SUPPLIED MATERIAL
####################

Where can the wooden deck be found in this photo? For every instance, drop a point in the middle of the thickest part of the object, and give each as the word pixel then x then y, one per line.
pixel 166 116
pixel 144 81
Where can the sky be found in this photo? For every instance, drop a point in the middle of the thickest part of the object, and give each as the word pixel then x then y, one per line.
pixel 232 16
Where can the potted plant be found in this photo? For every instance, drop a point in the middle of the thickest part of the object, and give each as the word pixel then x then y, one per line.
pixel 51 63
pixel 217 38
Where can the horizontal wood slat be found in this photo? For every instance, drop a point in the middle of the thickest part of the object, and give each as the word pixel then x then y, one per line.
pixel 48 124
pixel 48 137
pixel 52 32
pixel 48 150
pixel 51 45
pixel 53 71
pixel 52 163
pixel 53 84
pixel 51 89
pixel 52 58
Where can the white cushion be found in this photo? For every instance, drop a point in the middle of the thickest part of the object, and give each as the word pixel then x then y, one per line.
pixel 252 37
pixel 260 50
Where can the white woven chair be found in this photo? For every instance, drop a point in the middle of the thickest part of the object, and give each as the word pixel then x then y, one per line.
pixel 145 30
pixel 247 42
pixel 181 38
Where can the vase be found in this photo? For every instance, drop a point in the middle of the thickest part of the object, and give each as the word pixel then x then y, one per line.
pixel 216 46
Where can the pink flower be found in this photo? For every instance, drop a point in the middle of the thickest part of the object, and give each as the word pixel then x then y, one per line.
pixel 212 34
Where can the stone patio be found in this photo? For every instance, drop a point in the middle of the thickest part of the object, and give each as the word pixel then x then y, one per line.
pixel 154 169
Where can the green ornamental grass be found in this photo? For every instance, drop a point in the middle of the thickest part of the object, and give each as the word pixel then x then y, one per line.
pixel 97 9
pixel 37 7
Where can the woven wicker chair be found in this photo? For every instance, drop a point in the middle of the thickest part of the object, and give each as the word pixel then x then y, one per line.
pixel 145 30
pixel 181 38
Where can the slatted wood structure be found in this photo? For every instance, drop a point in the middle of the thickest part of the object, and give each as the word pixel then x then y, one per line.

####################

ASSIGNED TASK
Reproduce the material above in full, exactly.

YOUR SOLUTION
Where can the wooden deck be found in this photo? For every instance, drop a point in the middle of the thickest part of the object, and give each as the word pixel then x then y, one per line.
pixel 166 116
pixel 144 81
Where can the sky be found in this photo? For every instance, drop a point in the middle of the thickest part of the object, and give each as the word pixel then x then y, one per line.
pixel 232 16
Where can the potted plant be found in this photo? For every instance, drop a point in the middle of the thickest part of the object, and give each as the word pixel then x then y, one per line.
pixel 51 63
pixel 217 38
Where can the horizontal wood slat be found in this photo? For every instance, drop a point in the middle of the thickest part of the object, and give each as the word pixel then x then y, one per line.
pixel 48 124
pixel 48 137
pixel 52 32
pixel 48 150
pixel 51 45
pixel 53 71
pixel 52 163
pixel 53 84
pixel 51 89
pixel 52 58
Where can the white cushion be found in this photo? For every instance, drop a point in the middle of the thickest part of the object, and give each as the word pixel then x then y, one per line.
pixel 252 37
pixel 260 50
Where can the white woven chair be found in this photo? For every instance, drop a point in the middle of the thickest part of the object, and give each as the word pixel then x then y, one per line.
pixel 145 30
pixel 247 42
pixel 181 38
Where can the vase be found in this photo? For every instance, drop a point in the middle of the thickest part of the object, and give each as the word pixel then x then y, one per line.
pixel 216 46
Where can the pink flower be found in this photo? For every instance, drop a point in the middle of the thickest part of the object, and give each as the word pixel then x then y, one per line.
pixel 212 34
Where can the stone patio be found in this photo? For every instance, drop a point in the middle of the thickest part of the object, and give each as the word pixel then x then y, one per line.
pixel 154 169
Where can the green ornamental grass be found in this photo? For every instance, drop a point in the middle of the thickest part of the object, and give each as the word pixel then x then y, one per line.
pixel 97 9
pixel 37 7
Where can the woven wicker chair be found in this photo? For every instance, drop a point in the middle of the thickest part of the object, and give each as the word pixel then x then y, one per line.
pixel 145 30
pixel 181 38
Where can the slatted wood structure be found in this photo? For every instance, drop a point in the middle of the thickest part of the object, and give each as the word pixel then x then y, one per line.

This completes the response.